- **ABOUT THIS EXERCISE**
Lines before the one containing "point_to marks one point per instance of the pink top" in the records below are to be left out; that line and all after it, through the end, are to be retyped exactly.

━━ DATA PROVIDED

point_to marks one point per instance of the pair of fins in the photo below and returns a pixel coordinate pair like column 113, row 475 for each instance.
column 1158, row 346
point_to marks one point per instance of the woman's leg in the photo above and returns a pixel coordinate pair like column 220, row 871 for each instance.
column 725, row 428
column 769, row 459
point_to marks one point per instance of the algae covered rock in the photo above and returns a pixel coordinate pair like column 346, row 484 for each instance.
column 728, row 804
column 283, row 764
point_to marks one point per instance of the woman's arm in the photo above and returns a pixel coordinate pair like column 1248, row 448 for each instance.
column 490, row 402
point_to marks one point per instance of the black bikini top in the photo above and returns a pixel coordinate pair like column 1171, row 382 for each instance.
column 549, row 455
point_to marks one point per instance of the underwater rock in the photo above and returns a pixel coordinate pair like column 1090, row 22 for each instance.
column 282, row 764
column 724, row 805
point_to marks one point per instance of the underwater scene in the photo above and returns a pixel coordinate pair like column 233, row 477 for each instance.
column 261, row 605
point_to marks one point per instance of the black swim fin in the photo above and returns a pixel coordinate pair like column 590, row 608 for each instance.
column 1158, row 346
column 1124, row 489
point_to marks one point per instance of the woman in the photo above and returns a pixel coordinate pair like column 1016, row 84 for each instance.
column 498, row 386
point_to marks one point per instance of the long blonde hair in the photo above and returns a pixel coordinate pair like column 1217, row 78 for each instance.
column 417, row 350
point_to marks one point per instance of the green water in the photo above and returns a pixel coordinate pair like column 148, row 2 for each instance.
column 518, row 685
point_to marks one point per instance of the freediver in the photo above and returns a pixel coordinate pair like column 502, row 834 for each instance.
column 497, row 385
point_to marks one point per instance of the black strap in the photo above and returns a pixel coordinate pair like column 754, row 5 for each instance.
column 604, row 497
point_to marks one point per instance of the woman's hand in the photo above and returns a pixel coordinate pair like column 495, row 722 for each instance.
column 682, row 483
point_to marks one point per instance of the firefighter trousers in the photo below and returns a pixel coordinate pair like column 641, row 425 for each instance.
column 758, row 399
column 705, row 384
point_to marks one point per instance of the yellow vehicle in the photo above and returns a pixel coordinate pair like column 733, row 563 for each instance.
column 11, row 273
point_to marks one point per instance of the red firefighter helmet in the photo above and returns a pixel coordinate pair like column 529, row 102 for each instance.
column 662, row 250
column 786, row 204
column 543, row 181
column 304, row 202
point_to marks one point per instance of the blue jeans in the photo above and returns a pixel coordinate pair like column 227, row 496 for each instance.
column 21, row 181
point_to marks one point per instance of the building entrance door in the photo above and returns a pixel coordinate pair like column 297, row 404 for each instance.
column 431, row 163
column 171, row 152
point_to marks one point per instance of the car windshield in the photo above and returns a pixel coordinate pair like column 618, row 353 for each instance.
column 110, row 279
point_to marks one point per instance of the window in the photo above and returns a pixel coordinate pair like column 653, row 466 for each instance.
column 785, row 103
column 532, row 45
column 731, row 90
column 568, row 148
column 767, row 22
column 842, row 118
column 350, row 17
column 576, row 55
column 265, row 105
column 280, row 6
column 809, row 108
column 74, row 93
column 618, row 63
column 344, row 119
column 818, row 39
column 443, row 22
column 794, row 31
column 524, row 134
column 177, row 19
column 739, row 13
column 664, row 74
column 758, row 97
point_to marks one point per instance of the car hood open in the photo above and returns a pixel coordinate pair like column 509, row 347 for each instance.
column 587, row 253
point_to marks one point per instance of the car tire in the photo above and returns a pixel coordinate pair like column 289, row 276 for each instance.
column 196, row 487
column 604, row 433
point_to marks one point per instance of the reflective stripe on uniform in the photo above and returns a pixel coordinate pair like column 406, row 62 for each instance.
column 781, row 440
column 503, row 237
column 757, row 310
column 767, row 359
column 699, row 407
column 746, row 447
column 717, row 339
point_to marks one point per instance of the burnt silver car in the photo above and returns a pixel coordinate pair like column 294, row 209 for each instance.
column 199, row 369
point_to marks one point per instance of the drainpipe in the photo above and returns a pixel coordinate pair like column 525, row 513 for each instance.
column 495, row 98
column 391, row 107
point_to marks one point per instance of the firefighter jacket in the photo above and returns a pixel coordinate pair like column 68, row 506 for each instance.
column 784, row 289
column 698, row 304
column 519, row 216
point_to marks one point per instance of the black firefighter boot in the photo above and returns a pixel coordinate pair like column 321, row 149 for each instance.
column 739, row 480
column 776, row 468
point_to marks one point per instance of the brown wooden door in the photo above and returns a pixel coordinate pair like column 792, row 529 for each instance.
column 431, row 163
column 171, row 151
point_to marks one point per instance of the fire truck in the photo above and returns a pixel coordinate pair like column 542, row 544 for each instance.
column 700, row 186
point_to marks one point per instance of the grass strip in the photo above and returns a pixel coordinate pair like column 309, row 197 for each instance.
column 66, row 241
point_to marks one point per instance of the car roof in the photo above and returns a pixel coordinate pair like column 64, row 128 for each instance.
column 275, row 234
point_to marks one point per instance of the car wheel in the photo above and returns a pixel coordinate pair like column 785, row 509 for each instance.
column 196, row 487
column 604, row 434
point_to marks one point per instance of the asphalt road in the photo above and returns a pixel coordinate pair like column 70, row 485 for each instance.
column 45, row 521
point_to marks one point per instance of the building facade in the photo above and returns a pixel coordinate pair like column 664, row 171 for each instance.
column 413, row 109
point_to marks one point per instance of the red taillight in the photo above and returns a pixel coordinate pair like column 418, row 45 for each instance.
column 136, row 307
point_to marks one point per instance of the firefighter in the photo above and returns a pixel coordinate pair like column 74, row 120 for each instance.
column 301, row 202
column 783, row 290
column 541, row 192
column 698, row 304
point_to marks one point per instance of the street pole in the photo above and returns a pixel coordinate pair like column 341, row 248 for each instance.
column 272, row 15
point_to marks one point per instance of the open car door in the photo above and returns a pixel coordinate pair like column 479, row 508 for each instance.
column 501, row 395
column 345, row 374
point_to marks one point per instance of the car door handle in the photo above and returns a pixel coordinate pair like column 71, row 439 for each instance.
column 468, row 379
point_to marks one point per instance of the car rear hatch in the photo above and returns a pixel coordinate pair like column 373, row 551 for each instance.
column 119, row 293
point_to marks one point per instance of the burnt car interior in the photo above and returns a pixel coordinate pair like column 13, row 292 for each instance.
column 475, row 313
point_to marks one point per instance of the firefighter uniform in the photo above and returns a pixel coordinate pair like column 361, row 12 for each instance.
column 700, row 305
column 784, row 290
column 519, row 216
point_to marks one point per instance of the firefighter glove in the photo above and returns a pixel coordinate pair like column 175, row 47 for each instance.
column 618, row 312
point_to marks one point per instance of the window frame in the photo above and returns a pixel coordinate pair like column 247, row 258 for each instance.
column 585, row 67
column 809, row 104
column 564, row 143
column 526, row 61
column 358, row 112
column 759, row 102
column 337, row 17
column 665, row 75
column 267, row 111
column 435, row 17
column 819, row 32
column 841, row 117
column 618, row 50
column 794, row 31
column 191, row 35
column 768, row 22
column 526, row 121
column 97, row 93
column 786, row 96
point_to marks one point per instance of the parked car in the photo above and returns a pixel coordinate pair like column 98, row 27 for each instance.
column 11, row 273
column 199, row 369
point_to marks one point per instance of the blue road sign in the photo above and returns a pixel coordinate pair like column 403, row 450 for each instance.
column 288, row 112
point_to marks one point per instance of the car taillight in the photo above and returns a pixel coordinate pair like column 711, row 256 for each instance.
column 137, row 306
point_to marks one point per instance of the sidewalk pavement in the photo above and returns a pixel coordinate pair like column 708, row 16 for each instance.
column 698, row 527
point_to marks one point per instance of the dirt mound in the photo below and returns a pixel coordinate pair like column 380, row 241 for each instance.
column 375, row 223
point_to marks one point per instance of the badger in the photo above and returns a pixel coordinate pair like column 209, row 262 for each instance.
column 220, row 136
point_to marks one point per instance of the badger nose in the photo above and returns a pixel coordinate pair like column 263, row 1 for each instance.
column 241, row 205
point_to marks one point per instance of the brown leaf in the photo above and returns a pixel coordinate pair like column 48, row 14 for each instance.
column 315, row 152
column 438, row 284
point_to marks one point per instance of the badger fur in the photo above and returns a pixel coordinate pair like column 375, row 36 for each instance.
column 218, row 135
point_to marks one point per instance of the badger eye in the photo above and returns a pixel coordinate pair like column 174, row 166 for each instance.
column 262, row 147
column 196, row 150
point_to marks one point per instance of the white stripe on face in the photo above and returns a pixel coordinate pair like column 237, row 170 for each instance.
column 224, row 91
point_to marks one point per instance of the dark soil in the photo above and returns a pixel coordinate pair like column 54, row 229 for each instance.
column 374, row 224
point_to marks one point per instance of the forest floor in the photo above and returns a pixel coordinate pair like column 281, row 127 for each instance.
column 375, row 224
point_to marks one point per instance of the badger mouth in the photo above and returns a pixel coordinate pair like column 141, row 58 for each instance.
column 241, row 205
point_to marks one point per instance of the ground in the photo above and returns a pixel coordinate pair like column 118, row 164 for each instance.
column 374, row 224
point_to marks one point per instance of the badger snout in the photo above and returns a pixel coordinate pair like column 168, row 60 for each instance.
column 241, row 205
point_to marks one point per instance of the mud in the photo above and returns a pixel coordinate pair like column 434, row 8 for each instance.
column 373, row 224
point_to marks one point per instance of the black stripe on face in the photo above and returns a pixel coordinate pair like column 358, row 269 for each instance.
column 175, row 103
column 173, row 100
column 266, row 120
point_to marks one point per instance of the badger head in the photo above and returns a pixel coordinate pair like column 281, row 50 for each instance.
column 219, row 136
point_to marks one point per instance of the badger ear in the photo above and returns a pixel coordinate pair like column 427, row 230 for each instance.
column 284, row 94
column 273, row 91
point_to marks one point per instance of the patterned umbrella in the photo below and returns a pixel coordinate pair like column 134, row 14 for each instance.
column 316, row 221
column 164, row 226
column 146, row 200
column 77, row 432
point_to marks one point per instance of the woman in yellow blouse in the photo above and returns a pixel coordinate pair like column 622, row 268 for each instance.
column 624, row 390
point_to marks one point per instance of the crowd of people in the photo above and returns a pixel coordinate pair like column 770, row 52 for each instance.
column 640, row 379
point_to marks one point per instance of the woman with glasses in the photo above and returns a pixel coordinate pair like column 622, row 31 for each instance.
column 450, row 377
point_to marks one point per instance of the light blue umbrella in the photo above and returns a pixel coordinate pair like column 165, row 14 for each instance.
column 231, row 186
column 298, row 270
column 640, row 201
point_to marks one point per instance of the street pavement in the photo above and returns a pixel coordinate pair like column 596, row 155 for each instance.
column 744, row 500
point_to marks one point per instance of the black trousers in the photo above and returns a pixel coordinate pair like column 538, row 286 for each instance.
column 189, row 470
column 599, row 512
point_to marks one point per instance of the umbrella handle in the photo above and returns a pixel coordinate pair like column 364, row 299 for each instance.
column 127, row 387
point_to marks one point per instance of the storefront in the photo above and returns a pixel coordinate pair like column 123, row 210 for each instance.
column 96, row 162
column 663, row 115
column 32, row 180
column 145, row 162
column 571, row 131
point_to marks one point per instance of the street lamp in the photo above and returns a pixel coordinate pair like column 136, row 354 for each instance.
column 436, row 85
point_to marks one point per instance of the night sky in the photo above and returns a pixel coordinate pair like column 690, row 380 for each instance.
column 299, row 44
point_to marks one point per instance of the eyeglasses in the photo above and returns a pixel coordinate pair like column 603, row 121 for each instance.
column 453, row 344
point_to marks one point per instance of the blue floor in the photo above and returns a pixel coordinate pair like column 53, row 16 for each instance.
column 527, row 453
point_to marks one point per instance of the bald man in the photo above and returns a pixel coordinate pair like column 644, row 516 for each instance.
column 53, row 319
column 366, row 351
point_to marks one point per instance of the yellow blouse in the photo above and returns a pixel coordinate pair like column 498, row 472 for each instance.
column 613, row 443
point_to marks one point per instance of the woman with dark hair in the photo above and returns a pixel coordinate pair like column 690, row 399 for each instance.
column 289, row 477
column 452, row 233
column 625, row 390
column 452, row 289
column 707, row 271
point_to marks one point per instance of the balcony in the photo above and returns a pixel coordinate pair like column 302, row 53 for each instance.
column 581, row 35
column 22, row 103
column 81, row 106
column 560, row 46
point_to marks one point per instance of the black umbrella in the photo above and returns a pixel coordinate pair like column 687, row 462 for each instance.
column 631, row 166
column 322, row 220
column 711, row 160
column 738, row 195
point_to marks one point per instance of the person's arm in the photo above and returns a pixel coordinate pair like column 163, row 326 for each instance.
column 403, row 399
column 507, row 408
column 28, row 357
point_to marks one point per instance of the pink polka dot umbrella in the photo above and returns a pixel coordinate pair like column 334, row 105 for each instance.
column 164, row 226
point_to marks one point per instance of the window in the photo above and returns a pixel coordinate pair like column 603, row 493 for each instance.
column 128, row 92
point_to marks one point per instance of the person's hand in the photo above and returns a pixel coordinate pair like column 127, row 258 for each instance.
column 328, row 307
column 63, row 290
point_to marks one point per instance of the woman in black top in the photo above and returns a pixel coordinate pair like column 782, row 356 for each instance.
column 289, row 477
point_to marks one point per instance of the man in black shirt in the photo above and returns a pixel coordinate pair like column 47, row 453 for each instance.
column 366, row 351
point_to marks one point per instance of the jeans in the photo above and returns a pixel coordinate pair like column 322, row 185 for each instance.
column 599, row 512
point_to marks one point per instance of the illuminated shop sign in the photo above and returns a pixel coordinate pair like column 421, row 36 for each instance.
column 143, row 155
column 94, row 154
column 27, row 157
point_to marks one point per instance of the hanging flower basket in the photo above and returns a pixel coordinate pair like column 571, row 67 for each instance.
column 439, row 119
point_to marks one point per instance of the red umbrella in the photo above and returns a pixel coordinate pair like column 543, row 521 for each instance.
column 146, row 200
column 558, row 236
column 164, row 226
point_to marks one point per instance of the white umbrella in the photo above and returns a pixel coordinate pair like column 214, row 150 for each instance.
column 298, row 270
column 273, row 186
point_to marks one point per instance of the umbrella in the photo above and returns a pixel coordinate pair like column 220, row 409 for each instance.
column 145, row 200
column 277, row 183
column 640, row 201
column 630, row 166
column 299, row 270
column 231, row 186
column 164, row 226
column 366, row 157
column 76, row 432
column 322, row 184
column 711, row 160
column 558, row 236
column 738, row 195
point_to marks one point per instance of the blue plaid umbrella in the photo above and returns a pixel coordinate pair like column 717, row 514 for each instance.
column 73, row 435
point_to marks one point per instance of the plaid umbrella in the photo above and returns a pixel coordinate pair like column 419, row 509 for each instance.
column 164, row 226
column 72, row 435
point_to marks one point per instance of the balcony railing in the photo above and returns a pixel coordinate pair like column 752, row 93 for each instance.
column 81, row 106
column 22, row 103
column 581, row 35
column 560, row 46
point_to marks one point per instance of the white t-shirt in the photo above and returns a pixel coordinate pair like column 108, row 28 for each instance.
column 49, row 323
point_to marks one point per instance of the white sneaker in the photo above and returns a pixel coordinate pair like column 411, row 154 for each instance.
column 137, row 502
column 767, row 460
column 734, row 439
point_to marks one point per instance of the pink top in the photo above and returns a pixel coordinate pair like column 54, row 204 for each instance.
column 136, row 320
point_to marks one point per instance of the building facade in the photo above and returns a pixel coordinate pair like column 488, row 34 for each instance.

━━━━

- **SOLUTION TO THE EXERCISE**
point_to marks one point per instance of the pink top in the photo above and returns a pixel coordinate pair like column 54, row 204 for each instance.
column 136, row 320
point_to marks one point per instance of the building facade in the photo above and returns a pixel coordinate pair like column 488, row 34 for each instance.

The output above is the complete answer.